## ACTIONS TO TAKE
(A) List the examples of church spending that the passage on tithing gives after asking about spending sprees with tithed money.
(B) Write what comes next in the passage on tithing, picking up after its final sentence.

## SELECTED PASSAGE

● ● ● ● ●

Would giving your money to some of the tele-evangelists count? Would giving your money to the Catholic Church count? Would giving your money to 'cause' like Greenpeace count? What about standing on the sidewalk and giving your money away?

Naturally, the churches will tell you that they should be the recipients of such tithes, and many churches 'enforce' this on their members.

I wonder, though: how many churches have gone on spending sprees with tithed money, even to the extent of racking up debts, way beyond what a normal church could handle? Construction costs overrun, salaries and expenses, their own 'do-good' works... etc.

It seems to me that as recipients of wealth ourselves, the onus is on us to make sure that the tithes we pledge go to fund worthwhile projects in our churches, communities, or wherever. Make sure it doesn't ending up supporting some 'preacher/priest/televangelist's extravagant life.

Just my 2c.

Anon --

I've had to deal with the same issue. I'll probably cover this in a later post, but I always go back to the purpose of tithing (Deuteronomy 14:22-23) which is to put God FIRST in our lives (see and Prov. 3:9-10 which says to honor the Lord with the FIRSTFRUITS (not the lastfurits.) As such, I give first, off the top, and do my saving/investing afterwards.

● ● ● ● ●

Data listing
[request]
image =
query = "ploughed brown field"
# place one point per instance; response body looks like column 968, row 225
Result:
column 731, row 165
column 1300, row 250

● ● ● ● ●

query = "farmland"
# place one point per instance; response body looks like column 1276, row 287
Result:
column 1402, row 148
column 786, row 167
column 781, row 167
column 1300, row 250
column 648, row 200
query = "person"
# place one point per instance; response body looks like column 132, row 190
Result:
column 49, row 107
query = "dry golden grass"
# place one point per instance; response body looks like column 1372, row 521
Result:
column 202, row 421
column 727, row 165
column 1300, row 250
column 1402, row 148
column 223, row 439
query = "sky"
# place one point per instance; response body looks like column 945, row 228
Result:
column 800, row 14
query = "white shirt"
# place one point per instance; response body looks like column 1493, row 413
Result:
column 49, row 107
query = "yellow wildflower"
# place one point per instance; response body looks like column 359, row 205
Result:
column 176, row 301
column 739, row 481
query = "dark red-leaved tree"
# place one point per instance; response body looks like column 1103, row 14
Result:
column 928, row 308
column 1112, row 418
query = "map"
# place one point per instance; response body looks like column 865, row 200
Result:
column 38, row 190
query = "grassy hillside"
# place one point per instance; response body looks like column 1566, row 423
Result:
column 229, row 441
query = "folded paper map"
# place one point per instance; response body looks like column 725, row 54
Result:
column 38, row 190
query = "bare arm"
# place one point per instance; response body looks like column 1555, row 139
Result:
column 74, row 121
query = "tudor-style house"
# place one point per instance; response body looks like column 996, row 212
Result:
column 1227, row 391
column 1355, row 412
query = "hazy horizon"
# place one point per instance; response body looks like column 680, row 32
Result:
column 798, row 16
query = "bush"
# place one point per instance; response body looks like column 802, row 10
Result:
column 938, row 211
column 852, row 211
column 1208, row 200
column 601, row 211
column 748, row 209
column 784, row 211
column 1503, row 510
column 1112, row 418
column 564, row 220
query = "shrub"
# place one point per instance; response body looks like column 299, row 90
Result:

● ● ● ● ●

## TASK-BY-TASK OUTPUTS
(A)
- Construction costs overrun
- Salaries and expenses
- Their own 'do-good' works

(B)
If it makes you feel any better, God can do more with your 90% than you can do with your 100%. Besides, the issue is really more of a spiritual one than a financial one, so don't worry about leaving God a big tip when you die. ;-)

Jay -- Matt. 16:26

Anon For This,

You may wish to consider giving charitably to endowments. In this way, your contribution will compound and continue to "give" well after you have passed on. Granted, the immediate benefit of your gift doesn't have a large impact, but in the long run endowments yield much more charitable power.

For those who find it impossible to do so, they may find it better to give of their time and energy. Much less tax to pay on it.

(While you are trying to put him first, you can't really succeed since taxes come first whatever you do and you pay taxes on your giving even if you are able to deduct them.)

(Continuing on that theme, an individual has very limited control over taxes so the fact that taxes come first is not within their control. The state, not you, puts itself first. (Give unto Caesar..) Also, as it seems likely that at least 10% of taxes go for charitable ends, unless you intend your contributions for a specific institution, the net is at least as reasonable a basis, if not more so. Greed is not limited to individuals, though.)

Actually, you CAN pay Him first if you follow the method I use (described above.)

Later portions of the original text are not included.